## Passage provided

# 3.2 Turbo kit- which should I consider?



## lotuselanplus2s (Jun 18, 2012)

Hi,

I've a 54 manual 3.2 MK1 TT & I'm considering fitting a turbo kit, but which one?
I've searched around & found 3 or 4 in the UK.

Has anyone got any experience & advice.

I'm 'only' looking to boost it to 350-400 bhp & I really don't want it to be obvious that it's upgraded i.e. the rest of the car is completely standard & I'd like it all subtle. I'd also prefer to keep the existing exhaust & would probably only upgrade the brake pads for safety + maybe the clutch.

Any advice much appreciated on which kits are best + what other upgrades are advisable to cope with the extra power (haldex / clutch / suspension / brakes etc)

Many thanks
Peter


----------



## neilc (Aug 8, 2011)

I am sure Steve ( V6 RUL ) will be along shortly


----------



## jamman (May 6, 2002)

## Problem set
a) In the turbo kit forum thread, what horsepower range does the original poster want to reach?
b) Rewrite everything from "I'm 'only' looking" down to "maybe the clutch." in the turbo kit forum thread, putting "brake discs" in place of "brake pads".

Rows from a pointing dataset
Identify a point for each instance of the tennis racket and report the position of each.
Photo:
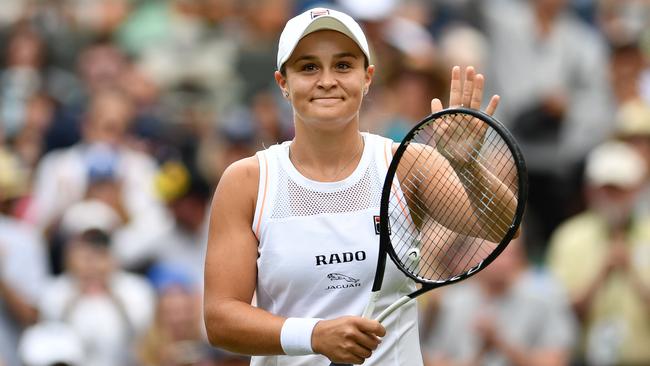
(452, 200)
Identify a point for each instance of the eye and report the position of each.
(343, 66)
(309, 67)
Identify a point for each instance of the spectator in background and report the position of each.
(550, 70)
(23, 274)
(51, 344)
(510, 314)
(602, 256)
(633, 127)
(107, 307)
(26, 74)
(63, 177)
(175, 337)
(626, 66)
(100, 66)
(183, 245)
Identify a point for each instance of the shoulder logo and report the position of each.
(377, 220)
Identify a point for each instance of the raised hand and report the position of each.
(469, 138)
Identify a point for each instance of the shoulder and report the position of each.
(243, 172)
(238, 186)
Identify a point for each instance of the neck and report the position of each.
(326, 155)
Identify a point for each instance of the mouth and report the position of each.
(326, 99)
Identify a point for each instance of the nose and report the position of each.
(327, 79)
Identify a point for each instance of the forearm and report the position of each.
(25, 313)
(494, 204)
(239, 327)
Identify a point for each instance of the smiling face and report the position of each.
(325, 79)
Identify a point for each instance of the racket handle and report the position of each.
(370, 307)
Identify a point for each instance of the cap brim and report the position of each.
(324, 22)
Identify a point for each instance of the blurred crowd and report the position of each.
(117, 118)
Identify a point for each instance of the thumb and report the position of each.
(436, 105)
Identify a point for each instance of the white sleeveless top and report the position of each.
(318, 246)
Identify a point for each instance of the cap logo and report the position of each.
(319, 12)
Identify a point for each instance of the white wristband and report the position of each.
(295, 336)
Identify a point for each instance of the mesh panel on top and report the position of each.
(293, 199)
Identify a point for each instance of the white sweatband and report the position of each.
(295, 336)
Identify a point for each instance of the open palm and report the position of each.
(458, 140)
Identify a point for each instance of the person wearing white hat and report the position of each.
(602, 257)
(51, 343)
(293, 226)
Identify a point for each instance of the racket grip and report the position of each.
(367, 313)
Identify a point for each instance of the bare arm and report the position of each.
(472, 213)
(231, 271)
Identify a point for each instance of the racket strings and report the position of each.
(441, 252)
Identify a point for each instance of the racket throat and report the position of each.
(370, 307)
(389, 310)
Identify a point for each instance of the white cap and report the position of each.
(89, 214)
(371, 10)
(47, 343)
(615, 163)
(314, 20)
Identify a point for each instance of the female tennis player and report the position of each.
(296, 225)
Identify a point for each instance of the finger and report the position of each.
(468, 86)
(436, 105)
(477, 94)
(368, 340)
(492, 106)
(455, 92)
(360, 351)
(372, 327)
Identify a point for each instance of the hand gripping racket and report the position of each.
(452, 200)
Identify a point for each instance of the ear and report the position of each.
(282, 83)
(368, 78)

...

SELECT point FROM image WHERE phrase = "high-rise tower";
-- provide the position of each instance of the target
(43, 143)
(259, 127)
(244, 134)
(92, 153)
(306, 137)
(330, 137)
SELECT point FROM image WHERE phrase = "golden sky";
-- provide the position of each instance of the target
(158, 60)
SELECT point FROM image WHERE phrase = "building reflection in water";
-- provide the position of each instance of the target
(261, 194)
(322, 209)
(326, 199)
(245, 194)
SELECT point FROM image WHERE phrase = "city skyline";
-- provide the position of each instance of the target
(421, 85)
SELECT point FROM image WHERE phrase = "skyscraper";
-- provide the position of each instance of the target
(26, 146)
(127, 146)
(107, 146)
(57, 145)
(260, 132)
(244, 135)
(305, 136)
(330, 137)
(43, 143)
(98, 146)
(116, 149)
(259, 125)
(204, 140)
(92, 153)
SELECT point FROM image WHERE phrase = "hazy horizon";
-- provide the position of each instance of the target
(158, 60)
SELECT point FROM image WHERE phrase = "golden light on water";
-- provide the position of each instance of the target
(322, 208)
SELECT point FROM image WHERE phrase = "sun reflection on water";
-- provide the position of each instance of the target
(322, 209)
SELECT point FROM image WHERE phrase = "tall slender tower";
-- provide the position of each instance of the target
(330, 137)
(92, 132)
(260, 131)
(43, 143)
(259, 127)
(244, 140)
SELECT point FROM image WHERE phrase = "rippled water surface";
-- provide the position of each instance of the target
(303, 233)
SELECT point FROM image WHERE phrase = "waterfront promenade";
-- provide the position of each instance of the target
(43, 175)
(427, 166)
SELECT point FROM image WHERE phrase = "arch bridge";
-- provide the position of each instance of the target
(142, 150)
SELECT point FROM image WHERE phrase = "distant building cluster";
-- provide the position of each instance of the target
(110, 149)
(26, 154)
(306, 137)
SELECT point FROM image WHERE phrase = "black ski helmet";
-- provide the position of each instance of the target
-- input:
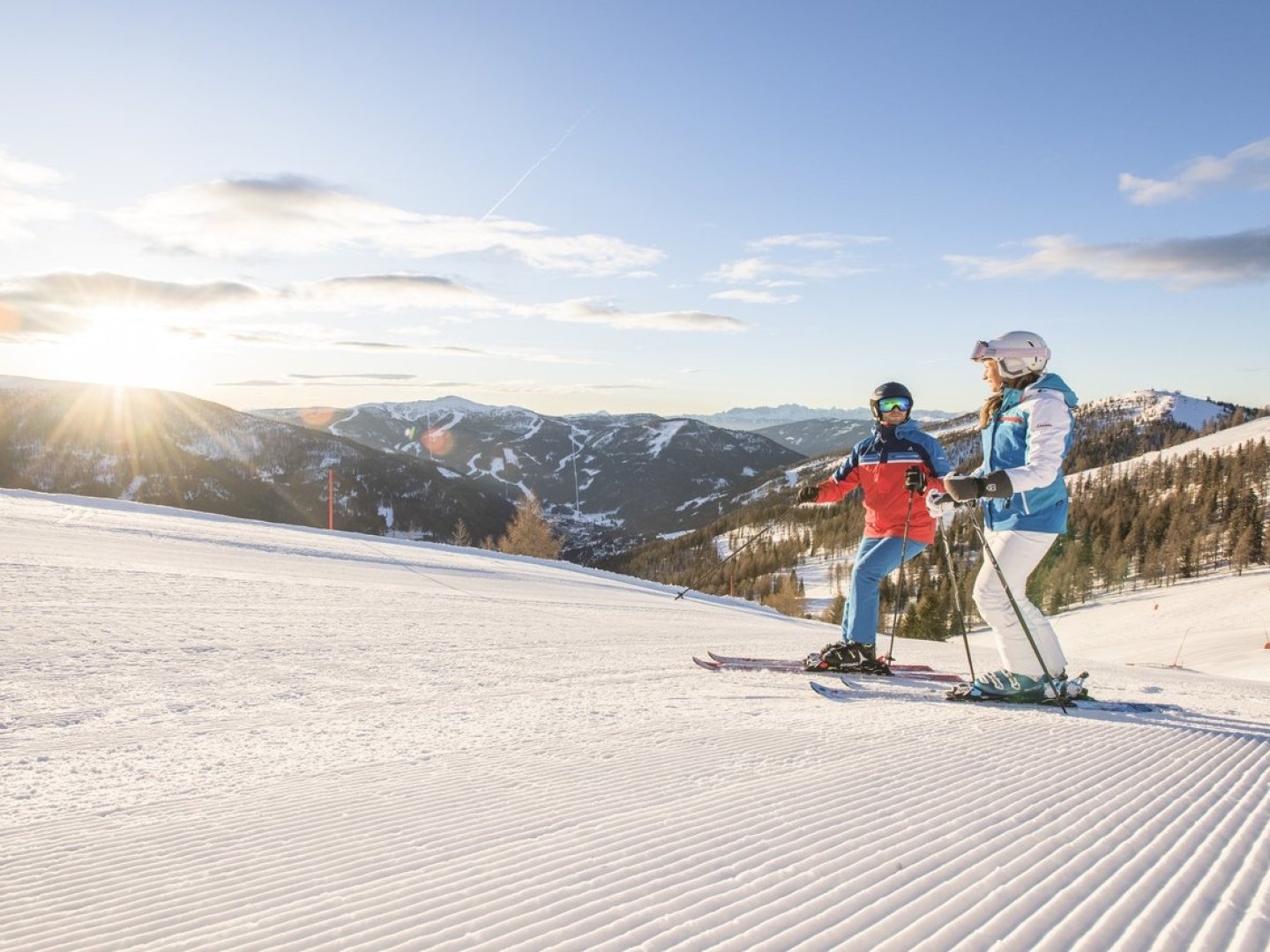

## Answer list
a) 350-400 bhp

b)
I'm 'only' looking to boost it to 350-400 bhp & I really don't want it to be obvious that it's upgraded i.e. the rest of the car is completely standard & I'd like it all subtle. I'd also prefer to keep the existing exhaust & would probably only upgrade the brake discs for safety + maybe the clutch.